The Center for Immigration Studies found the issue stems from how the food stamp system categorizes eligible households. Households cannot routinely qualify for benefits if a member has a high enough income. Illegal immigrants usually don’t report their income, meaning the household they are living with might appear as though they are making less than they actually are.

“Food stamps is a program for people of limited income, so there are income limits that go with family sizes,” the report detailed. “Families including an employed ineligible alien can secure food stamps when an all-citizen family of the same size and with the same income would be denied the benefits.”

The U.S. Department of Agriculture (USDA) is the main federal agency that administers the national food stamp program. It works with state agencies to make sure benefits are properly distributed to qualified individuals and families. The department at one time had a way to stop the issue but no longer publishes it as a suggestion to state agencies.

“In a 2011 USDA publication there is a reference to an option available to states to impose the concept of gross income levels in SNAP cases, thus eliminating the benefit break we have been describing,” the report continued. “But there are no references to such an option in more recent SNAP publications.”

Households eligibility is determined based on the amount of qualified individuals and the total income level. A larger household for instance has can have a higher total income compared to an individual before being cutoff. An illegal immigrant is not counted as an eligible individual but neither is his income.

The food stamp program is the largest nutritional assistance welfare service in the country. The USDA estimates the program has increased from 17 million participants in 2000 to nearly 47 million in 2014. It has declined by more than 1.5 million recipients since participation hit its peak in 2012 thanks in part to the improved economy, the Congressional Budget Office found.
---+---
* _Prompt A_
In the food stamp article, turn the paragraph that begins "The U.S. Department of Agriculture" into a short bulleted list that keeps its main facts.

* _Task material_
---+---
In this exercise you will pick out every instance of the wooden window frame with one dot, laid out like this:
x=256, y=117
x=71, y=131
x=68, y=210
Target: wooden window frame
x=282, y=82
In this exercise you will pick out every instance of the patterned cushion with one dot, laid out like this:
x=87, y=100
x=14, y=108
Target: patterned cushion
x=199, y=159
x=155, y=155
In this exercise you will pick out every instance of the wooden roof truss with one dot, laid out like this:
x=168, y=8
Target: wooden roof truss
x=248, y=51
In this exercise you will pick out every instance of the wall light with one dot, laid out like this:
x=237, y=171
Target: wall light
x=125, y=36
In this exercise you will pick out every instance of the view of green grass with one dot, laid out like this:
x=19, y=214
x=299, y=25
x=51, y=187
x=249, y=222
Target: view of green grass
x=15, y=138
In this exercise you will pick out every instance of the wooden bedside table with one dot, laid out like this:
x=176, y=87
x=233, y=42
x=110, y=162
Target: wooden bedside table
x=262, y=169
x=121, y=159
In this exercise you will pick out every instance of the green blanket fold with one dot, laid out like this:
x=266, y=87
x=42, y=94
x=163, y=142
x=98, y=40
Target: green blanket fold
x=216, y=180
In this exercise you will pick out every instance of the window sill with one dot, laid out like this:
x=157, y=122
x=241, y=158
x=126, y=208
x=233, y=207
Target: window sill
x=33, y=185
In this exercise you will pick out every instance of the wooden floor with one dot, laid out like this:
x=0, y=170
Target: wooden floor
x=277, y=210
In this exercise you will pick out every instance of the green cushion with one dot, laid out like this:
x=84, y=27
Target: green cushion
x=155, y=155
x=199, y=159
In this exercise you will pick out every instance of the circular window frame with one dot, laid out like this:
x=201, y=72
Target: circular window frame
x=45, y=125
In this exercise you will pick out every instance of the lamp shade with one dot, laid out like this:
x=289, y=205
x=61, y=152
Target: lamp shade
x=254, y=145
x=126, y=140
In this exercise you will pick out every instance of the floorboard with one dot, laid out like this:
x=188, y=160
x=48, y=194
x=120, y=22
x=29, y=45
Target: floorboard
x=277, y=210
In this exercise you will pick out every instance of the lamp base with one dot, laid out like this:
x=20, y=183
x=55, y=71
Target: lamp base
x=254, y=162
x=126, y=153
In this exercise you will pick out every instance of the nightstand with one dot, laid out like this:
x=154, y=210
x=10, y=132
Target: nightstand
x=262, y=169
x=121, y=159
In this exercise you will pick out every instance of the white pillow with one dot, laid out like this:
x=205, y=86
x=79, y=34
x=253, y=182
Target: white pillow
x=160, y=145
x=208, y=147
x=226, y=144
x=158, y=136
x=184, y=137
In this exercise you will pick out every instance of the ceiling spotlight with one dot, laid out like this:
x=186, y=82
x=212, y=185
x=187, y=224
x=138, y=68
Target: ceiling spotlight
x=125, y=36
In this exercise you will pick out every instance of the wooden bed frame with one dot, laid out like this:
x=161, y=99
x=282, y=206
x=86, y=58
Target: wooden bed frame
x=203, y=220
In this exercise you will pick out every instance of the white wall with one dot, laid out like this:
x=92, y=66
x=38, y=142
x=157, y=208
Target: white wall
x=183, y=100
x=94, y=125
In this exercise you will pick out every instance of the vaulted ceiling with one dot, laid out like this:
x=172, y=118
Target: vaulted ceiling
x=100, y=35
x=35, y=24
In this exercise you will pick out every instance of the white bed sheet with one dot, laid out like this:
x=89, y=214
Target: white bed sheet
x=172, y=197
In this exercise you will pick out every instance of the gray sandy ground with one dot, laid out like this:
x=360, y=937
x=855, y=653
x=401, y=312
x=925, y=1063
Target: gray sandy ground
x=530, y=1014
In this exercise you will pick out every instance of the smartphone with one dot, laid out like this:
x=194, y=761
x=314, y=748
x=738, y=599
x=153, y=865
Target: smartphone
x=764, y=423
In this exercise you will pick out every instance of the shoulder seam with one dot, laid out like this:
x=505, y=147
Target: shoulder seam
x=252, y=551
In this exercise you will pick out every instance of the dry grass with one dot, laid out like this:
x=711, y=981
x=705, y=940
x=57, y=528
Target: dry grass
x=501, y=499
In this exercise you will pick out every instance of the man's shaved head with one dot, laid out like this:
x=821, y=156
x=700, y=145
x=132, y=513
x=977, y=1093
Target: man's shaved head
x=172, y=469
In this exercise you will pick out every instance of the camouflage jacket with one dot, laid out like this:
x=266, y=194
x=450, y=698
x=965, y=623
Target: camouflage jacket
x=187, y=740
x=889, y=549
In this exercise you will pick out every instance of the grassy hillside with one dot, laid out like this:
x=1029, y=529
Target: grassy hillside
---+---
* _Prompt B_
Switch "wooden window frame" to "wooden door frame" in the listing, from its first line up to and including the line with "x=282, y=82", and return only those lines.

* _Task output A_
- The U.S. Department of Agriculture (USDA) is the main federal agency that runs the national food stamp program.
- It works with state agencies to make sure benefits go properly to qualified individuals and families.
- The department once had a way to stop the issue, but it no longer publishes it as a suggestion to state agencies.

* _Task output B_
In this exercise you will pick out every instance of the wooden door frame with one dot, laid out like this:
x=256, y=117
x=71, y=131
x=68, y=210
Target: wooden door frame
x=282, y=82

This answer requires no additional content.